• **GIVEN REQUEST**:
Put the lines of the records below into a numbered list, skipping any blank lines. Begin at the line that contains "white throw pillow?" and stop after the line that contains "[[[68,95],[70,74],[68,65],[36,66],[34,71],[34,105],[48,105]]]", including both of those lines and no others.

• **DATA IN THIS EXERCISE**:

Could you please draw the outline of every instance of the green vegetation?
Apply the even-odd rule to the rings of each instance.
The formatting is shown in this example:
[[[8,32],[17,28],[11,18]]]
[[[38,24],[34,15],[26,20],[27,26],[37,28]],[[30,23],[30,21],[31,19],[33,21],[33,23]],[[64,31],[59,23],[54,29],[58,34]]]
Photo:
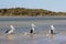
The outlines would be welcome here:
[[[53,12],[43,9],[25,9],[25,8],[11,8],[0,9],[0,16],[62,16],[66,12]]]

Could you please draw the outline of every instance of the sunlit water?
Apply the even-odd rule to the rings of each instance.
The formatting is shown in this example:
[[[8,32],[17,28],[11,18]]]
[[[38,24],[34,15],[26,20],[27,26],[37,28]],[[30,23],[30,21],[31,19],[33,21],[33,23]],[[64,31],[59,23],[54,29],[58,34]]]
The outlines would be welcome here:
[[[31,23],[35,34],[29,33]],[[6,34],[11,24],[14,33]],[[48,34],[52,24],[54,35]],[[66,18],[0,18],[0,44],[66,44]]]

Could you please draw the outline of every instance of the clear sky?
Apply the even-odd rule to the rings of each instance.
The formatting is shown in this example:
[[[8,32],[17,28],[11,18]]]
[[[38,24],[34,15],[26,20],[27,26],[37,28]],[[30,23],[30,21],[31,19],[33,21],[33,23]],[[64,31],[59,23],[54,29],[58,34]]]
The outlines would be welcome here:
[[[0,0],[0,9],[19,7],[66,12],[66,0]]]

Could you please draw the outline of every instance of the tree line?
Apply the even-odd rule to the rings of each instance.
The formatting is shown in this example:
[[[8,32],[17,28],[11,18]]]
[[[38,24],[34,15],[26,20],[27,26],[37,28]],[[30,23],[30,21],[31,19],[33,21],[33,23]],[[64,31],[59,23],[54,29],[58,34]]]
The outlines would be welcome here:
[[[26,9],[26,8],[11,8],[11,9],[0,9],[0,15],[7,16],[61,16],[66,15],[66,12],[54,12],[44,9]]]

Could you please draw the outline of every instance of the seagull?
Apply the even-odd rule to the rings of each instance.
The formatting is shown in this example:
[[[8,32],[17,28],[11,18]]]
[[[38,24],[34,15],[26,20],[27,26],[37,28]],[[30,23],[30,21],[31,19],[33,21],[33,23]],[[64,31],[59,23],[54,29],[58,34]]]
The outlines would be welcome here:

---

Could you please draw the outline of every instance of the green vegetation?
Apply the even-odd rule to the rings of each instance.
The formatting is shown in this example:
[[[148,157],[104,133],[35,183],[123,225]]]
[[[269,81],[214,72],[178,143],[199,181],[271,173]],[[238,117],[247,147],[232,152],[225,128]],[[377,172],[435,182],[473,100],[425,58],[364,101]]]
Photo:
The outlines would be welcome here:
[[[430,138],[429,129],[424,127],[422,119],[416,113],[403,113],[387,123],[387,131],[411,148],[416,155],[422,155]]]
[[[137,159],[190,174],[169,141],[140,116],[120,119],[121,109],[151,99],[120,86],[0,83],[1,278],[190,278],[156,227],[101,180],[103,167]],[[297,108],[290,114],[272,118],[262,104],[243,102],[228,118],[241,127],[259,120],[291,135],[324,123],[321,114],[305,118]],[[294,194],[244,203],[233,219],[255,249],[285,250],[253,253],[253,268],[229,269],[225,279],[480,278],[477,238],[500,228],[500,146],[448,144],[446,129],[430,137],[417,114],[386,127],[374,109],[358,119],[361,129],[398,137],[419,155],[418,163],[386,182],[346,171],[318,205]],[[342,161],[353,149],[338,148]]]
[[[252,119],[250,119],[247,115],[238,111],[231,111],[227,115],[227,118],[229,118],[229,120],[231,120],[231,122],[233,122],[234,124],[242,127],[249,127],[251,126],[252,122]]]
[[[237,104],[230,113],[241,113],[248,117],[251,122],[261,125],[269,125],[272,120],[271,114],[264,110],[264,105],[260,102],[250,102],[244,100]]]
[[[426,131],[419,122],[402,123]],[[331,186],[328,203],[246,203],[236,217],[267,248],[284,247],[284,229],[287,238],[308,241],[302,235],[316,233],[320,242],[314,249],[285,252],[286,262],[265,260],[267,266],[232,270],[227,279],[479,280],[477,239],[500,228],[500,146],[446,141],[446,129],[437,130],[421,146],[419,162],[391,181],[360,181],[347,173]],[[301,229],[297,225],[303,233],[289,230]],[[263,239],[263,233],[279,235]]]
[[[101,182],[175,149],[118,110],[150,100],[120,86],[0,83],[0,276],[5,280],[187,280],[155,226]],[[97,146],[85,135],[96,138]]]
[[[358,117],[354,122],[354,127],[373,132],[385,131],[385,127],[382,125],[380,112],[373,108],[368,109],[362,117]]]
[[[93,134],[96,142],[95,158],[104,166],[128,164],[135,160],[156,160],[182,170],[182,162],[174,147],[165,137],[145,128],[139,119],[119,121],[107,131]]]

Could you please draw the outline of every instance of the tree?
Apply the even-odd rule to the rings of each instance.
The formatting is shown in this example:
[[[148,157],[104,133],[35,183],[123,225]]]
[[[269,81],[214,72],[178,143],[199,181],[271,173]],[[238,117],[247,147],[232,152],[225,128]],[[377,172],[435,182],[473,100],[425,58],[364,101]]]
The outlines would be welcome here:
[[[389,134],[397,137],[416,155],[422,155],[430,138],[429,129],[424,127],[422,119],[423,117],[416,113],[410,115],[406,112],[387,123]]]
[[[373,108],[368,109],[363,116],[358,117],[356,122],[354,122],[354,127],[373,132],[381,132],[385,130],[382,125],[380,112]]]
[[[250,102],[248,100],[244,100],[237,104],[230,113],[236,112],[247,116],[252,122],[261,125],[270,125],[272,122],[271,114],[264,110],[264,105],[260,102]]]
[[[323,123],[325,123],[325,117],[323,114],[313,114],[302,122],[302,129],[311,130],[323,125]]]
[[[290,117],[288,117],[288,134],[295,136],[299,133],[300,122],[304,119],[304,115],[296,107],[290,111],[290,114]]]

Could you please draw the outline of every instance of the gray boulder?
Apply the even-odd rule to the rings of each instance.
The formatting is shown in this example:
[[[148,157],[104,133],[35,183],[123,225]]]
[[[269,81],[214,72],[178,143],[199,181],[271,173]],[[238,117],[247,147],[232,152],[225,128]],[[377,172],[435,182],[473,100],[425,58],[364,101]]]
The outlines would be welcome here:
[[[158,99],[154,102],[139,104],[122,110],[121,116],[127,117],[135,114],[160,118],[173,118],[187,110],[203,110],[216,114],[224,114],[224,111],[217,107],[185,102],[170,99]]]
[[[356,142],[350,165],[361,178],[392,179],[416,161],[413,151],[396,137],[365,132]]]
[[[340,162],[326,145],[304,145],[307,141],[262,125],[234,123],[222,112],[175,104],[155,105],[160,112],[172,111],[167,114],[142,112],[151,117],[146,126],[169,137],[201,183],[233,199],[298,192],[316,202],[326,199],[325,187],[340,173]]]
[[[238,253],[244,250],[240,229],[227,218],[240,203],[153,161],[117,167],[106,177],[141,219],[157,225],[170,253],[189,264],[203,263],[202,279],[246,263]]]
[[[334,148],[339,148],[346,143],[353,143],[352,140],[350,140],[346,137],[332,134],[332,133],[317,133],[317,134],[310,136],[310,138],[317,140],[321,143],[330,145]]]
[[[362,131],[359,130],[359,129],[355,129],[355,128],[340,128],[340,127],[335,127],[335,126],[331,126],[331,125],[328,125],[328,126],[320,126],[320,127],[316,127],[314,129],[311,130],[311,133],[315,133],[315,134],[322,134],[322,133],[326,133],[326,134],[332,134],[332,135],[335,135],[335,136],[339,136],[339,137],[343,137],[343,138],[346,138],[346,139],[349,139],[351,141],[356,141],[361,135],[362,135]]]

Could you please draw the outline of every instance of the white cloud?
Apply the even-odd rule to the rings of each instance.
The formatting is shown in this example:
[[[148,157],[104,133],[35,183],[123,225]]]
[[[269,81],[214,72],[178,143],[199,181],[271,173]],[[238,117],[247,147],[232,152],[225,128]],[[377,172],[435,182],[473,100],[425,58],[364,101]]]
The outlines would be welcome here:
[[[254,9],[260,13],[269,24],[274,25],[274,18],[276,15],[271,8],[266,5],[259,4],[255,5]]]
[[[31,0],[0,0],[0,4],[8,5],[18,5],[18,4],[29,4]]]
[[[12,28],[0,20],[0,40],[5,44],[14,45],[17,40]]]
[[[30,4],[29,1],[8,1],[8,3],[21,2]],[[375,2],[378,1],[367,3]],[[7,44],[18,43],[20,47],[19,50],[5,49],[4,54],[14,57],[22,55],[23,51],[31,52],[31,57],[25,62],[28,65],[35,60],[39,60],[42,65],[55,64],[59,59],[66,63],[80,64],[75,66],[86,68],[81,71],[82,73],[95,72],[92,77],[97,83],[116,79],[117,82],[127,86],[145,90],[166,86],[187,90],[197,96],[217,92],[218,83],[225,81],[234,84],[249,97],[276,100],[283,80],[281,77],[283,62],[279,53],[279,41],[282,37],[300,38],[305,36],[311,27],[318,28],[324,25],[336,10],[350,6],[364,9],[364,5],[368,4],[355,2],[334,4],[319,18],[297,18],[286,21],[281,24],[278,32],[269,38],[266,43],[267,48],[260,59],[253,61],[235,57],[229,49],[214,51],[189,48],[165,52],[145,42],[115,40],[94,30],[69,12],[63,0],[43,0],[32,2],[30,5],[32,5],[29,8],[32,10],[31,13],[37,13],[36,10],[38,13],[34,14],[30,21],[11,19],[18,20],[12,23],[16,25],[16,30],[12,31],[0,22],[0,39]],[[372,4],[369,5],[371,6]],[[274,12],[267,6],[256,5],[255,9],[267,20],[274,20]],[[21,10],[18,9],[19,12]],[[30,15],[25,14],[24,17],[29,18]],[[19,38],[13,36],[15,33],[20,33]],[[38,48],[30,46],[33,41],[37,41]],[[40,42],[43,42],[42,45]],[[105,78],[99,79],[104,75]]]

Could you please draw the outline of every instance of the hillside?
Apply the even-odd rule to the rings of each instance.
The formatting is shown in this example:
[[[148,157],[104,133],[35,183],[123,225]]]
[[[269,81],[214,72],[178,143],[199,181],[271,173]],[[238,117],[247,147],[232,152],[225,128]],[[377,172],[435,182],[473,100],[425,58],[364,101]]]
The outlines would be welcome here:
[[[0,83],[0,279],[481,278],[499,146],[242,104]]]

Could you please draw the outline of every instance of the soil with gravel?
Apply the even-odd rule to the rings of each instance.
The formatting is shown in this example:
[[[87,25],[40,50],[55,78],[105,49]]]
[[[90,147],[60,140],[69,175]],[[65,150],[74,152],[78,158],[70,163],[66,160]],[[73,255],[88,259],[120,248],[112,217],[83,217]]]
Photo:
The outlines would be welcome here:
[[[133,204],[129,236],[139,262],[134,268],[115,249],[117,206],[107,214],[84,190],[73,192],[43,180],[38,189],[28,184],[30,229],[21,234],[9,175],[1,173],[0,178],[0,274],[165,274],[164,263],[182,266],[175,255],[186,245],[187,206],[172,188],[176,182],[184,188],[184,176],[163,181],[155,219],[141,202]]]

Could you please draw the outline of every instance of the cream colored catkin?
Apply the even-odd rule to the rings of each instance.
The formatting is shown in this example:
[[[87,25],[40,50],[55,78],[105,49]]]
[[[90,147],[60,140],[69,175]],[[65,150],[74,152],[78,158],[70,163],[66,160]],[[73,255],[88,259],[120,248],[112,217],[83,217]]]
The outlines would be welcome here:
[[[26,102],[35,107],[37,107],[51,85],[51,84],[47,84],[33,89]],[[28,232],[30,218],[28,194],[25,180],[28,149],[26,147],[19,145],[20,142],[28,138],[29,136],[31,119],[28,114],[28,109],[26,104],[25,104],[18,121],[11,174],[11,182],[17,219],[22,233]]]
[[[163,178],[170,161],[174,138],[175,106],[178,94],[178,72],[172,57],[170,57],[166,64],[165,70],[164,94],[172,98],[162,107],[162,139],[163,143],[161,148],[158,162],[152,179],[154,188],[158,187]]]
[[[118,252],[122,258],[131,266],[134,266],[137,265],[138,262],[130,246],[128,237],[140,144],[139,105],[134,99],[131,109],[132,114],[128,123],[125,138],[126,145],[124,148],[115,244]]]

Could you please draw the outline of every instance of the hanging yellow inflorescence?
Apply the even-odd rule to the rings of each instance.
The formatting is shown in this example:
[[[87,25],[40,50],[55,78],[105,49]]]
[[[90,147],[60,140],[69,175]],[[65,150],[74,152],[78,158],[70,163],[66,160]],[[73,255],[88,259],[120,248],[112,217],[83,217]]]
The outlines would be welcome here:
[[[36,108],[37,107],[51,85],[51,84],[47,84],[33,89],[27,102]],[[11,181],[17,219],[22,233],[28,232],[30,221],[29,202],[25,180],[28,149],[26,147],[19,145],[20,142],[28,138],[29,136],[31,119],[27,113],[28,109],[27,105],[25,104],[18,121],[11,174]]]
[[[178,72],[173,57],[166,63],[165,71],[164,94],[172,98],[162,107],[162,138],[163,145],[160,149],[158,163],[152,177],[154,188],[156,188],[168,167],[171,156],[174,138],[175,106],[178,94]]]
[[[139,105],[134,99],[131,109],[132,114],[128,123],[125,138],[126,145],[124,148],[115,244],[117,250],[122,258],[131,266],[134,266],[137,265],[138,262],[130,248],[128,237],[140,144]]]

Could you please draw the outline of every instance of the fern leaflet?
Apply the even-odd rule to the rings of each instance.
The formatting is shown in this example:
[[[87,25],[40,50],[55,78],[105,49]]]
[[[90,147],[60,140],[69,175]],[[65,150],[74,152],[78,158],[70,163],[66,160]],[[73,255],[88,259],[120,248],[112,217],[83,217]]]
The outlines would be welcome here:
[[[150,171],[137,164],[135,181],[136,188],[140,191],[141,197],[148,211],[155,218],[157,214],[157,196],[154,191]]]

--

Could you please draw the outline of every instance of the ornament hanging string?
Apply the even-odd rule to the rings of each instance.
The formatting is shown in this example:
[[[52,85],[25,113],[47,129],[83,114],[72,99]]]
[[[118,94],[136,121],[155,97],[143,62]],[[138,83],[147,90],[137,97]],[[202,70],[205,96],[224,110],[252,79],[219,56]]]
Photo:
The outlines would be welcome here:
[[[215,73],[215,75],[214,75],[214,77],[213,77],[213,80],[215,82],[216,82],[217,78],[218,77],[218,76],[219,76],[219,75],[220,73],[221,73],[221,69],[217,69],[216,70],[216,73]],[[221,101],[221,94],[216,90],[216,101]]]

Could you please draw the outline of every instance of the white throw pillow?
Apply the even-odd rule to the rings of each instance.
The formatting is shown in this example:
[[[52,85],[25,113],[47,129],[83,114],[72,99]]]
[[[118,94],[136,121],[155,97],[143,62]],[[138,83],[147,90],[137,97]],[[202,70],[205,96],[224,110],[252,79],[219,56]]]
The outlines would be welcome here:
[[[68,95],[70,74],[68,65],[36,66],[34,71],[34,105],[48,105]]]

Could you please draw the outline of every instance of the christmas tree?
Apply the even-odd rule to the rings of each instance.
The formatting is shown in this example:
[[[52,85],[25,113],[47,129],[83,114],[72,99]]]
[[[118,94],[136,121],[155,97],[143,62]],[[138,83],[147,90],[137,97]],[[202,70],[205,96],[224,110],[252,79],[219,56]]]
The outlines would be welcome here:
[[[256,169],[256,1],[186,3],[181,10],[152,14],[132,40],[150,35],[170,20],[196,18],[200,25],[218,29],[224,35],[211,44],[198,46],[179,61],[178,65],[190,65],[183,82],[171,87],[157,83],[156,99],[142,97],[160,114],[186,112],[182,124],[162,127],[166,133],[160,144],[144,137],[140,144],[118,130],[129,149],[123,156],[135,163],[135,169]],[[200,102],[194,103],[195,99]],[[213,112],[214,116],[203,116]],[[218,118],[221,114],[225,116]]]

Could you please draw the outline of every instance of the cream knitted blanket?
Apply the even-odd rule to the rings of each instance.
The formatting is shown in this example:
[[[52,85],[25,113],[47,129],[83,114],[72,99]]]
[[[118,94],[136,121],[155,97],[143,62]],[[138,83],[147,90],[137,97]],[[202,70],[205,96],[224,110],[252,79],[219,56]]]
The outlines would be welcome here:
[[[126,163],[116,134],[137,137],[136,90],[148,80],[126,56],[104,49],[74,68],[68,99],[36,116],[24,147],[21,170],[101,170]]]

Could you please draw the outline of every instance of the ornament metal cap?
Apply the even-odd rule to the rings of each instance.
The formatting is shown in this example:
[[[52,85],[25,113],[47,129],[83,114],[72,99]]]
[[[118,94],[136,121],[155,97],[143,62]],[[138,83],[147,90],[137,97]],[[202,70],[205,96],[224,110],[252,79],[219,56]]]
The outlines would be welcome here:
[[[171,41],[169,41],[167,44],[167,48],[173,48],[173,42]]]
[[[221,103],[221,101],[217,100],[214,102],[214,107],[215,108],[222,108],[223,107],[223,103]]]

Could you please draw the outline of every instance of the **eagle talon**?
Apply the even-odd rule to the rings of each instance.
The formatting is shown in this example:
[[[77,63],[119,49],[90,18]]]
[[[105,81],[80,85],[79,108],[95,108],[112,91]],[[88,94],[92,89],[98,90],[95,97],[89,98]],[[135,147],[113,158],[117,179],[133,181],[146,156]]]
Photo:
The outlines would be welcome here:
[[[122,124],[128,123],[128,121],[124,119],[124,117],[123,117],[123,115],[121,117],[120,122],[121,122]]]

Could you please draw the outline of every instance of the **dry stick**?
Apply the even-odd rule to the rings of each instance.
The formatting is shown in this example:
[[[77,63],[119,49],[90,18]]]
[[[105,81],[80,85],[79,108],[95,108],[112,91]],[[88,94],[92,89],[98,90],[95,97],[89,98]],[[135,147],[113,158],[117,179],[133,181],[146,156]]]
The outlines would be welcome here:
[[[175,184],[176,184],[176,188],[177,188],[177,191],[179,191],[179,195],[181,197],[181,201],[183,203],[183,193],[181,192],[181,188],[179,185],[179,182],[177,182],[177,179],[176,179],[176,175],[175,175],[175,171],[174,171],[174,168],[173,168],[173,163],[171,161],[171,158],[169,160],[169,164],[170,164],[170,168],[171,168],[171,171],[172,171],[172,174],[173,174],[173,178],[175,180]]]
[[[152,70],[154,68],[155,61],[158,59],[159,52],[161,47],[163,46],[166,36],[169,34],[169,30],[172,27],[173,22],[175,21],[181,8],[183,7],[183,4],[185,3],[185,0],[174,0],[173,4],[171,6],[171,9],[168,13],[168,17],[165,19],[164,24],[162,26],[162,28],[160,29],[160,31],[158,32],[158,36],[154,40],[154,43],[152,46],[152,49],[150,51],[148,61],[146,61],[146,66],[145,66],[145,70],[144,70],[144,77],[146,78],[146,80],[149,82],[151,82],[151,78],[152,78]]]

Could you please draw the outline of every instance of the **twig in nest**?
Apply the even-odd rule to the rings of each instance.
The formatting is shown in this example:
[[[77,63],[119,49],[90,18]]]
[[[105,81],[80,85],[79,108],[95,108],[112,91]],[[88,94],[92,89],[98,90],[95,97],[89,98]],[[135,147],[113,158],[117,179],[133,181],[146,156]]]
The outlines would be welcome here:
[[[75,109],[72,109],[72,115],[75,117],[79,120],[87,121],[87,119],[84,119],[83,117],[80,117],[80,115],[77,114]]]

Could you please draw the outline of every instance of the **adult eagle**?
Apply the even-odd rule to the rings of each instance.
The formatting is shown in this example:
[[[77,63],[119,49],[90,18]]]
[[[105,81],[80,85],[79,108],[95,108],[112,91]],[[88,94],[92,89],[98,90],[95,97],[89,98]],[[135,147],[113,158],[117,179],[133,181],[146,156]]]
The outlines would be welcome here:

• **RESPONSE BELOW**:
1. Could you please draw the outline of every instance of the white throw pillow?
2. Apply the even-odd rule to the rings of each instance.
3. The formatting is shown in this example:
4. [[[52,85],[25,113],[47,129],[83,114],[72,99]]]
5. [[[118,94],[136,121],[155,97],[143,62]],[[138,83],[147,90],[137,97]],[[202,70],[205,96],[224,110],[252,79],[219,56]]]
6. The outlines would be welcome here:
7. [[[68,95],[70,74],[68,65],[36,66],[34,71],[34,105],[48,105]]]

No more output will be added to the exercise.